Face caméra
Miguel Marquez. Comédien, humoriste et animateur, cette figure incontournable du Sénonais a créé il y a six ans La télé de l’Yonne, une web-TV portée par des adolescents et encadrée par des professionnels, qui ne cesse de grandir. Au point de devenir une référence en la matière.
C’est l’histoire d’un mec qui n’a jamais cessé de croire en ses rêves, ceux de monter sur les planches et de transmettre sa passion aux autres, et en particulier aux plus jeunes qui, comme lui, n’ont pas eu la chance de pousser les portes d’un cours de théâtre parisien. Un gamin qui a quitté le collège à 15 ans parce que cela ne lui suffisait plus de faire seulement rire ses camarades et ses professeurs. « Je rêvais de jouer les jeunes premiers, de briller devant la caméra et d’amuser les spectateurs. » Aujourd’hui encore, le directeur de La télé de l’Yonne ne cesse de le répéter : « Je suis un enfant de la mission locale. Ils m’ont remis dans le droit chemin. Grâce à cette structure, j’ai obtenu mon Bafa et découvert que je prenais un réel plaisir à encadrer les jeunes, sans pour autant abandonner mes envies de percer dans le métier. »

§ **Données fournies**
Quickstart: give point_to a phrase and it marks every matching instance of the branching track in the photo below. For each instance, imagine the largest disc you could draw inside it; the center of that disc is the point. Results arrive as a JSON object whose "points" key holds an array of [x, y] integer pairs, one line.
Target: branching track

§ **Objectif**
Selon le portrait de Miguel Marquez, pour quelle raison a-t-il quitté le collège à 15 ans ? Répondez en une à trois phrases.

§ **Réponse rédigée**
Il a quitté le collège à 15 ans parce qu'il ne lui suffisait plus de faire seulement rire ses camarades et ses professeurs.